*TASK:* In the records below, locate the line containing "# test: point to the dog's ear, one"; output that line and every following line through the last, exactly.
Start of EXCERPTED RECORDS
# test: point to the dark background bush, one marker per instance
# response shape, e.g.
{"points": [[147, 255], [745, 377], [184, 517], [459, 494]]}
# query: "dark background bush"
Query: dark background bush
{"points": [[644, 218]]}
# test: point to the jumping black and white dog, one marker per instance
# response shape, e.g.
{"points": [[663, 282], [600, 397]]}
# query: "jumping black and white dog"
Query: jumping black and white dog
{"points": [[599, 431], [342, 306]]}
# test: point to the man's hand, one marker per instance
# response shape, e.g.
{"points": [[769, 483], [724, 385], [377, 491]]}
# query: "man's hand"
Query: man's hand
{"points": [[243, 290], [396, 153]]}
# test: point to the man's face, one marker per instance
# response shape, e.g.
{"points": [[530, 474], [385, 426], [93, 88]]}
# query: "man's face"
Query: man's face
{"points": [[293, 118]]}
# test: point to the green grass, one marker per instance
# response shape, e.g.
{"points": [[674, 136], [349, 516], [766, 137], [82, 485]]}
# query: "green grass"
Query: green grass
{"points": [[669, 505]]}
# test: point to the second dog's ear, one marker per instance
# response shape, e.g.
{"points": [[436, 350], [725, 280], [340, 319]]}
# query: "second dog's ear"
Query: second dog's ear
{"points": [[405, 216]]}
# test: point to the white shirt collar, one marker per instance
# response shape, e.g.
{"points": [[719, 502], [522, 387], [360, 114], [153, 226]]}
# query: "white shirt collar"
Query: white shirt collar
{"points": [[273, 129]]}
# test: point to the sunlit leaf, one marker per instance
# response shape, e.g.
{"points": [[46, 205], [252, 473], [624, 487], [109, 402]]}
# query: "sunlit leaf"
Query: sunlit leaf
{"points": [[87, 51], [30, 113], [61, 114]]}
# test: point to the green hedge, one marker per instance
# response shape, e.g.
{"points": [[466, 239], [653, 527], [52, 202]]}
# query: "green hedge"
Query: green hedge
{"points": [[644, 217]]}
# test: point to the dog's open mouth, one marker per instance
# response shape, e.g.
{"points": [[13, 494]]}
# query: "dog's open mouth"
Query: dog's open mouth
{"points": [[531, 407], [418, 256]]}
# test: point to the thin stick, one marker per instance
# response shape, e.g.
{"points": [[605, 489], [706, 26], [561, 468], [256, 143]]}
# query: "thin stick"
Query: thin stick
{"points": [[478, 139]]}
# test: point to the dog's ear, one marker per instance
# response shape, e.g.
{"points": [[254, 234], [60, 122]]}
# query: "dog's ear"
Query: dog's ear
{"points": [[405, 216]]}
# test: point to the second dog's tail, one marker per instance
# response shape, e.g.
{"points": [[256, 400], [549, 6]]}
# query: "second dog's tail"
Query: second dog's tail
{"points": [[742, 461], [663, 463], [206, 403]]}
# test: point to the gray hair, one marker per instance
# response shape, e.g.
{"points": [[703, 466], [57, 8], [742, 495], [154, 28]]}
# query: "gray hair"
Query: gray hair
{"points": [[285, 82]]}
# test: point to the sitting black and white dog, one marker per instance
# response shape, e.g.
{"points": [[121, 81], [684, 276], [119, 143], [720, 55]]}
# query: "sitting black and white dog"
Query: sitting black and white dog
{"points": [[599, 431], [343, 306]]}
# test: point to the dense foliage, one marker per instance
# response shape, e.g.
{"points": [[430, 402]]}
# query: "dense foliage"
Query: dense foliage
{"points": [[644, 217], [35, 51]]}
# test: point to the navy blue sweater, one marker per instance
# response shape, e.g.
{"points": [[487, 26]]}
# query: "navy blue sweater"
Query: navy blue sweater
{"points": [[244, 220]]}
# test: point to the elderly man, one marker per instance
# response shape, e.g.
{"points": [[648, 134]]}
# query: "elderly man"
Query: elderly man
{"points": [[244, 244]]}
End of EXCERPTED RECORDS
*ANSWER FOR THE TASK:*
# test: point to the dog's ear, one marker per instance
# response shape, e.g.
{"points": [[254, 234], [60, 122]]}
# query: "dog's ear"
Query: dog's ear
{"points": [[405, 216]]}
# test: point to the second dog's tail, one marker per instance
# response shape, e.g.
{"points": [[256, 400], [549, 6]]}
# query: "second dog's tail"
Query: second dog's tail
{"points": [[742, 461], [663, 463], [206, 403]]}
# test: point to the gray hair, one marker per instance
# response shape, e.g.
{"points": [[703, 466], [57, 8], [742, 495], [154, 28]]}
# query: "gray hair"
Query: gray hair
{"points": [[285, 82]]}
# test: point to the sitting black and white dog, one marker per instance
# response shape, e.g.
{"points": [[121, 81], [684, 276], [119, 143], [720, 55]]}
# query: "sitting black and white dog"
Query: sitting black and white dog
{"points": [[599, 431], [343, 306]]}
# test: point to the dense foliage, one marker per instance
# response shape, e.g.
{"points": [[430, 402]]}
# query: "dense foliage"
Query: dense foliage
{"points": [[644, 217], [35, 51]]}
# test: point to the navy blue sweater, one marker per instance
# response shape, e.g.
{"points": [[487, 26]]}
# query: "navy blue sweater"
Query: navy blue sweater
{"points": [[244, 220]]}
# test: point to the elderly man, one marker per instance
# response shape, e.g.
{"points": [[648, 134]]}
# query: "elderly man"
Query: elderly man
{"points": [[244, 244]]}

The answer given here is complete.